***** Trecho do texto *****

É de conhecimento geral que os fundos de FGTS são um patrimônio do trabalhador, cujo próprio nome diz se tratar de uma “garantia” do empregado.
Pois bem, a Lei do FGTS (8.036/1990), que regulamenta a possibilidade de movimentação de conta vinculada ao fundo, destacou em seu art. 20, inciso XVI, alínea a, que o referido saldo poderia ser movimentado em caso de necessidade pessoal, cuja urgência e gravidade decorra de desastre natural, observando que o empregado deverá residir em áreas do Município em estado de calamidade pública, reconhecida pelo Governo Federal.
Ademais, para gerir esta possível movimentação de conta, o Governo Federal publicou o Decreto nº 5.113/2004, que dispõe em seu art. 1º. § 2º, acerca da citada movimentação, onde só poderá ocorrer após o reconhecimento do estado de calamidade por meio de portaria do Ministro do Estado. Inclusive, o art. 2º do mesmo Decreto destacou quais eventos são considerados desastres naturais.

*****

*Atividade 1*.
Enumere todos os artigos de lei ou de decreto mencionados no texto sobre o FGTS, indicando a norma a que cada um pertence.
*Atividade 2*.
Resuma em forma de lista o parágrafo do texto sobre o FGTS que começa por “Pois bem, a Lei do FGTS”, mantendo as informações principais.
*Atividade 3*.
Transcreva do texto sobre o FGTS o trecho que vai de “Pois bem, a” até “pelo Governo Federal.”.
Baseie-se apenas no texto sobre o FGTS.

***** Dados de origem *****

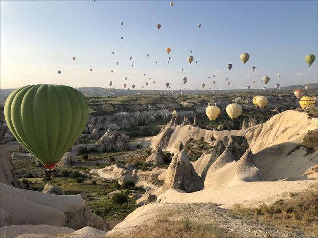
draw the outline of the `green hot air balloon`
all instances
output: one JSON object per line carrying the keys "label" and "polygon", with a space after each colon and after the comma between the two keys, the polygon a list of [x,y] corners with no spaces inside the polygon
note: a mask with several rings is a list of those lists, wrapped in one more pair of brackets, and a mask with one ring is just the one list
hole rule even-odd
{"label": "green hot air balloon", "polygon": [[310,67],[311,64],[315,61],[315,60],[316,56],[315,56],[313,54],[308,54],[305,57],[305,60],[307,63],[309,65],[309,67]]}
{"label": "green hot air balloon", "polygon": [[12,134],[47,169],[54,168],[78,138],[88,112],[81,92],[57,85],[22,87],[10,94],[4,107]]}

*****

*Resposta 1*.
- art. 20 da Lei 8.036/1990 (Lei do FGTS)
- art. 1º do Decreto nº 5.113/2004
- art. 2º do Decreto nº 5.113/2004

*Resposta 2*.
- A Lei do FGTS (8.036/1990) regulamenta a movimentação da conta vinculada ao fundo.
- Seu art. 20, inciso XVI, alínea a, permite movimentar o saldo em caso de necessidade pessoal urgente e grave decorrente de desastre natural.
- O empregado deve residir em áreas do Município em estado de calamidade pública reconhecida pelo Governo Federal.

*Resposta 3*.
Pois bem, a Lei do FGTS (8.036/1990), que regulamenta a possibilidade de movimentação de conta vinculada ao fundo, destacou em seu art. 20, inciso XVI, alínea a, que o referido saldo poderia ser movimentado em caso de necessidade pessoal, cuja urgência e gravidade decorra de desastre natural, observando que o empregado deverá residir em áreas do Município em estado de calamidade pública, reconhecida pelo Governo Federal.